* Set of tasks:
a) Answer these from the passage on returns to schooling, one line each:
(i) Which variables is distance to school interacted with in the more flexible model?
(ii) In which country does the passage say labor is unlikely to be perfectly mobile?
(iii) What two values does schooling take throughout the paper?
b) Extract word for word the stretch of the passage on returns to schooling that begins at the words "Notice also that" and stops after "determine upper secondary school attendance.".

In the second column of table 5 we present estimates of a more flexible model where
the impact of distance on secondary school attendance varies with X. In particular, we
interact distance to school with age (which, for a fixed year, also captures cohort),
religion, parental education, and rural residence. It is useful to estimate this richer model
for two related reasons. First, it is much more flexible than the model in column 1.
Second, because by allowing the impact of the instrument to vary will the variables in X
we allow the effect of the instrument to vary more. As a result, the standard errors in the
IV estimates and in the selection model are smaller than if we just use the model in
column 1. Therefore, the basic estimates in this paper will come from this model, while
estimates of the simpler model are presented in the appendix (we discuss them below).
Notice also that table 5 displays p-values for tests of the null hypothesis that distance
to school does not affect upper secondary school attendance. In column 1, we look to the
single coefficient on distance, while in column 2 we perform a joint test on all
coefficients involving distance. In both columns we reject that distance to school does not
determine upper secondary school attendance.
There is another important reason why condition ii) may be violated. If regions where
schools are abundant are also regions where other infrastructure is also abundant, then we
may be confounding the impact of school availability on wages with the impact of other
14
infrastructure on wages (see the argument in Jalan and Ravallion, 2002). This will be true
unless labor is perfectly mobile, which is unlikely to be the case in Indonesia.
However, we include detailed regional controls in our models which should absorb
much of this variation. Therefore, our argument is that our assumption is valid
conditional on all the controls we have in the model. In addition, we show that removing
these detailed regional controls hardly affects our results, which indicates that this
problem is unlikely to be that important in our setting. Perhaps, as Duflo (2004) argues,
the response of other infrastructure (be it private or public) to school construction and to
a better skilled workforce is very slow.
4.2 Standard Estimates of the Returns to Schooling
In order to more easily make a comparison between our data and estimates and those
in the literature we start by presenting standard OLS and IV estimates of the returns to
schooling. Throughout the paper schooling takes two values: 0 for less than upper
secondary, and 1 for upper secondary or above. We use the log hourly wage in 2000 as
our dependent variable. The full set of controls consists of: age (or cohort), parental
education, religion, an indicator for whether the individual was living in a city or in a
village at age 12, an indicator for whether the individual lived in a rural area at age 12,
dummies for the province of residence, and distance to the nearest health post.

* Recorded data:

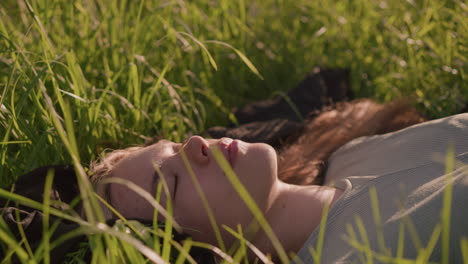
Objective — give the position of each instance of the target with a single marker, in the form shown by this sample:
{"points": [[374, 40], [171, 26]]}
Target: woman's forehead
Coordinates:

* Results by task:
a)
(i) Age, religion, parental education, and rural residence.
(ii) Indonesia.
(iii) 0 for less than upper secondary, and 1 for upper secondary or above.

b)
Notice also that table 5 displays p-values for tests of the null hypothesis that distance
to school does not affect upper secondary school attendance. In column 1, we look to the
single coefficient on distance, while in column 2 we perform a joint test on all
coefficients involving distance. In both columns we reject that distance to school does not
determine upper secondary school attendance.